**Exercise objective:**
Please resume the blog post about judging the Scholastic Art Awards, shown below ahead of the records, from where it stops.

**Excerpt:**
Tuesday, February 16, 2010

Scholastic Art Awards


Last Month I took part in the jury for the Scholastic Art Awards. I felt honored to sit on the 3D jury, mostly because I had received three gold key awards when I was in high school over 30 years ago. This year was the first year that the artwork was chosen from all digital images ...quite hard for 3D, since you can't get the best view of the pieces. On the jury for last years awards, we made our selections from the actual art work. To see the pieces them self, you can get a better idea of technique, scale, and details. Digital/slide images are subject to the additional hurtle of the photographers skill...or lack of. I won't be showing you any of my early slide photos...! (it took me several years and dozens of rolls) and learning that the right pro can do a better job than I.
...but I digress.

I started thinking about my home town high school art class, and wondered what's happen there. It looks like the next generation has taken over, and all is well with a new art teacher getting her students involved in community art projects...score one for the A-TEAM.

Here is a photo of one of the pieces that I received a Scholastic Art Awards Gold Key for, in 1977...! On exhibit in the permanent collection of...MAMA...(not to be confused with MOMA)...to the left is a photo of me...working on another piece that same year.

Entries from a dataset:
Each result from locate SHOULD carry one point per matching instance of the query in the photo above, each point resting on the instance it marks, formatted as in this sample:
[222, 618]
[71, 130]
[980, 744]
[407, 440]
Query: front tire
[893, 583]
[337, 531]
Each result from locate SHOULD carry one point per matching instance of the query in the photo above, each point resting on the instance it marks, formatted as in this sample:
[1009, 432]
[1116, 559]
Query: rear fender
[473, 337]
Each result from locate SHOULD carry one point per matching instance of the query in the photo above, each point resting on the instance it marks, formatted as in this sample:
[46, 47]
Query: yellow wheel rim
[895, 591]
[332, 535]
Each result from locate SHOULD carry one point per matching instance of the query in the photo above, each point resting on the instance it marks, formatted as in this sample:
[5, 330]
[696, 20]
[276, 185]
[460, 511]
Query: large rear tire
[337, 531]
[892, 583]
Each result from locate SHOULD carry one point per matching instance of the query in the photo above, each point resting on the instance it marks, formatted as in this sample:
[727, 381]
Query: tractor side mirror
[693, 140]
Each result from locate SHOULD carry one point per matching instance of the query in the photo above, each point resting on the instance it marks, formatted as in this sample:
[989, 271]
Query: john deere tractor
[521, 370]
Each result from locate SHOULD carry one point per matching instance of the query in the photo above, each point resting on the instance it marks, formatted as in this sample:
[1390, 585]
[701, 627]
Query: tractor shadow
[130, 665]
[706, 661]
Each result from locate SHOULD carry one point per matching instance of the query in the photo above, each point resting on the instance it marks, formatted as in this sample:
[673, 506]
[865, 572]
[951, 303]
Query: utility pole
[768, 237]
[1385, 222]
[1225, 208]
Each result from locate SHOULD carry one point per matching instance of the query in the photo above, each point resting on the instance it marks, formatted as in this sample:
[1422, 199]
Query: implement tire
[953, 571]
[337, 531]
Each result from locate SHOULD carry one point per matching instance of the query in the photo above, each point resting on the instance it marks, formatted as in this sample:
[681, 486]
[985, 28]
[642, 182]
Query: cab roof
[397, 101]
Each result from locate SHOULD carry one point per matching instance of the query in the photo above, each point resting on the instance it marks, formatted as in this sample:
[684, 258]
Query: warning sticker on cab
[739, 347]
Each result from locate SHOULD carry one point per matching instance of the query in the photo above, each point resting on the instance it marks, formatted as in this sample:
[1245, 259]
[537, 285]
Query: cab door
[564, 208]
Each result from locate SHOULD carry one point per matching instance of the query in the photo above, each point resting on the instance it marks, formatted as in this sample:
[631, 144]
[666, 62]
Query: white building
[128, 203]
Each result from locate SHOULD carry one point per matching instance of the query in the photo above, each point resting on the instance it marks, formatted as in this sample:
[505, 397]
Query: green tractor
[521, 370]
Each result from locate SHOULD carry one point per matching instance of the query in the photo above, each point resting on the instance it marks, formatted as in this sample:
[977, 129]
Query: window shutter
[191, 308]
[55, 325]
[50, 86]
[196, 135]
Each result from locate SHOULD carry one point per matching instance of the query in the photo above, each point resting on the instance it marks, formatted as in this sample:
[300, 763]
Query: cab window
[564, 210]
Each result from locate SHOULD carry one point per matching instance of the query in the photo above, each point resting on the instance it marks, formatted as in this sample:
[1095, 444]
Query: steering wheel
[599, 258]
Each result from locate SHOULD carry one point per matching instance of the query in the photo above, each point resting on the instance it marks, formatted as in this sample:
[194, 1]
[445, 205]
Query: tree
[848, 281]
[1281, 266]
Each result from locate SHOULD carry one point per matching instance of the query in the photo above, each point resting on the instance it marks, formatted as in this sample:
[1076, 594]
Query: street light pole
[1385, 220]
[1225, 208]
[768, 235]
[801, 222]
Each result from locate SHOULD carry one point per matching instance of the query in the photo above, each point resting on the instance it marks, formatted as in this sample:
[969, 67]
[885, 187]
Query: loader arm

**Result for this task:**
We're planning a trip to Seagrove in March...maybe I'll go back to see what the old home town classroom looks like these days... IF...they let me through the door...!

Saturday, February 6, 2010

In The Service Of Others




Now for a few words about working for other potters...


I have spent a large amount of my time at the wheel, making thousands of pots for other potters...some days painful, most of the time, a pure joy. I started throwing professionally, in Wilmington, NC, at a pig bank factory that evolved into a dinnerware production studio. I got to work out a design for a casserole form there, that I still make for myself. A couple years later, I made pots for Lanney Pelletier, a potter in Emerald Isle, NC...around the same time I was also working for another potter in Bayboro, before heading to Seagrove, NC, to make pots for a few folks up there....Turn n' Burn, Holly Hill Pottery, Tom Gray Pottery, Wild Rose Pottery, and Dirtworks.

And...then there are the nine years that I was a full time potter at Salmon Falls Stoneware, a factory in Dover, NH, that makes utilitarian Salt Glazed Stoneware styled after 19th century New England Pottery. I have made pots for SFS off and on for the last 10 years. I think that I can make pots for other potters because the thing I like most about being a potter, is touching clay...and production pottery is all about that, over and over again...thousand of pounds of clay, touching hundreds of pots... watching them appear in front of me filling my ware boards, loading my ware racks....seeing them on shelves in the retail shop...And getting paid weekly(I really like that part).
Yes...I am getting myself all worked up...gotta go...the clay is calling. Porcelain today...yum...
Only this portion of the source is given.